New York, NY – Congressional Democrats are racing against the clock to extend Covid-era Obamacare subsidies before premium price hikes kick in before November elections. Meanwhile, the Biden Administration is working with the Internal Revenue Service to expand the number of Americans covered by the plan the president’s former boss signed into law back in 2010. But with inflation soaring, perhaps lawmakers should rethink their approach to healthcare at large.
A new report from Manhattan Institute senior fellow Chris Pope proposes restructuring tax subsidies so that the most cost-effective insurance plans can compete, ultimately improving insurance offerings without inflating premiums. While the employee-sponsored insurance (ESI) tax exclusion and Affordable Care Act (ACA) subsidies should remain as safety nets to ensure broad coverage, those who sign up for coverage before they get sick should be allowed to receive 70 percent of ESI or ACA tax subsidies to purchase plans that are priced in proportion to their healthcare risks.
The objective of tax subsidies for health insurance should be to achieve the greatest increase in coverage, while imposing the lowest additional tax burden on work, Pope writes. The tax exemption for ESI coverage has succeeded in nudging firms to provide coverage for most workers and their dependents, and the tax credits for insurance from the ACA’s exchange provides a safety net for those who lack ESI. But neither source is appropriately responsive to policyholders’ needs for cost-effective care. ESI costs are bloated by the need to simultaneously satisfy all employees with loose networks and broad benefit packages, while the cost of ACA plans is inflated by the requirement that all enrollees pay the same premiums as those who only sign up after they get sick.
After letting the Covid-era American Rescue Plan expire, Congress should establish a new Continuous Renewable Insurance market, where Americans could buy guaranteed renewable insurance priced in proportion to their medical risks. Congress should support this market with tax advantages that would allow it to compete with ESI and ACA plans.
Further, to support those without ACA subsidies, lawmakers should give individuals at all income levels the option of deducting 70 percent of the cost of health insurance purchases (from either ACA or CRI markets) from their taxable income. This would remedy the inequity against those falling on the wrong side of the subsidy cliff and revive incentives for price competition among insurers, while avoiding the inflationary and fiscally costly consequences of an open-ended commitment to automatically absorb a dollar of premium increases for higher earners with a dollar of additional subsidies.

#### Information supplied:
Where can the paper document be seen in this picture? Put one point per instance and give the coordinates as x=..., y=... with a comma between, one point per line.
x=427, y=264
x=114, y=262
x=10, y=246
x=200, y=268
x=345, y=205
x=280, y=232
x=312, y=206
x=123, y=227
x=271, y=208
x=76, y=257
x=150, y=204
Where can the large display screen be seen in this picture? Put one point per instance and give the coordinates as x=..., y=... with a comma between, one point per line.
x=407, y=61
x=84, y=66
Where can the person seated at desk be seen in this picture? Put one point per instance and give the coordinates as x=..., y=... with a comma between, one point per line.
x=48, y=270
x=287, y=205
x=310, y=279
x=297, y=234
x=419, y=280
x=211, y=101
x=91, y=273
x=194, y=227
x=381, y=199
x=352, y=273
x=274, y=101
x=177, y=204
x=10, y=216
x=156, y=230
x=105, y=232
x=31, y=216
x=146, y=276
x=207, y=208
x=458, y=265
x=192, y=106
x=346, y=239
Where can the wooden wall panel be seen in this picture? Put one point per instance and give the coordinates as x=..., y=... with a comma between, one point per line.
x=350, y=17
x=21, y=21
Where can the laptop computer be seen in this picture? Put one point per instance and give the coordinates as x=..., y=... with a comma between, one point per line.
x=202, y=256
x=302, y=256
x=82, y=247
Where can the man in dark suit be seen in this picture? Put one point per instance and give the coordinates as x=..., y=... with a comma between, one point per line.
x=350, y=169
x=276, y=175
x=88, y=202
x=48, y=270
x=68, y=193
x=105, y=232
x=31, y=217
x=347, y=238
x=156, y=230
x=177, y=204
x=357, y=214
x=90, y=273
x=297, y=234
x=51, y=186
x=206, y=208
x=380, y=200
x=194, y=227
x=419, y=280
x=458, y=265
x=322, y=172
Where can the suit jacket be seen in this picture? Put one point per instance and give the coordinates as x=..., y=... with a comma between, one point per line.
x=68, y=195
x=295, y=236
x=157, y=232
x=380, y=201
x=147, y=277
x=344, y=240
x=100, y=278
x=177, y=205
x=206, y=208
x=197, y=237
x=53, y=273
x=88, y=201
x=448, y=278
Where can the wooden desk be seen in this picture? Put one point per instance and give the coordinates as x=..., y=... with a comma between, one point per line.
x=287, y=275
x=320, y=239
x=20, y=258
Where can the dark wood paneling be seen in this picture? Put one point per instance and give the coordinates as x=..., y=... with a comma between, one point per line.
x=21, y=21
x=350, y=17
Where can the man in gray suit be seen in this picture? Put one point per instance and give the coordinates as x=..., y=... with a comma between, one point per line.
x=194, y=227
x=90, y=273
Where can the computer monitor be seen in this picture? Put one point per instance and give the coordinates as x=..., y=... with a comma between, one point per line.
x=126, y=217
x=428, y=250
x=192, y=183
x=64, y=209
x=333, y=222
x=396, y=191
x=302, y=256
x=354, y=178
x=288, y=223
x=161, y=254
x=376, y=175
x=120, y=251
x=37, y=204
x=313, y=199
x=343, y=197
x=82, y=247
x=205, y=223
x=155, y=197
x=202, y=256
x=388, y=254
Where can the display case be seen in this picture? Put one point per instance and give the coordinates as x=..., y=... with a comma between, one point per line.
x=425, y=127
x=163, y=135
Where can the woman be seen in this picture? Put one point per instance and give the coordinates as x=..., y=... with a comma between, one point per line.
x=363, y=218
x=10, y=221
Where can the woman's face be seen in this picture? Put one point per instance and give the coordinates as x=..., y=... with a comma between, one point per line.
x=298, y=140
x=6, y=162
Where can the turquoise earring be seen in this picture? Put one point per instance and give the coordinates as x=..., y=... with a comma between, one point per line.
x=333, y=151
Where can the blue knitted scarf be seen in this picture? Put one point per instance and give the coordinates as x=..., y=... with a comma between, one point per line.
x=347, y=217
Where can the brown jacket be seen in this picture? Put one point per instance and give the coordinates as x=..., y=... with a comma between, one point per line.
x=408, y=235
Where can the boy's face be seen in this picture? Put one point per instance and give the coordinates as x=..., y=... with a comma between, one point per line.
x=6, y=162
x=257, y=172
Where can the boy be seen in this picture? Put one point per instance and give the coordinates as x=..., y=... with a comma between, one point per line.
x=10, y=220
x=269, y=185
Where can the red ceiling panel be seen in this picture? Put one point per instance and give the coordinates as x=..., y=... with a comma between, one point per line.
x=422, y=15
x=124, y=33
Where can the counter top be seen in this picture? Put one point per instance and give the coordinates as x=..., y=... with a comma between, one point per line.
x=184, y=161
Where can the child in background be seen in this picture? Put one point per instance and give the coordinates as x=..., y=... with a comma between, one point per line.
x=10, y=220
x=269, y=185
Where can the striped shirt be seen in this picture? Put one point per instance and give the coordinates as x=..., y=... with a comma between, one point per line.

#### What to produce:
Answer these about the text on health insurance tax subsidies:
(a) Which organization is Chris Pope a senior fellow at?
(b) What share of ESI or ACA tax subsidies would people who sign up before they get sick be allowed to receive?
(c) What new market should Congress set up after letting the Covid-era American Rescue Plan expire?
The listing has nothing to do with what comes next.

#### Exercise answer:
(a) The Manhattan Institute.
(b) 70 percent.
(c) A Continuous Renewable Insurance market.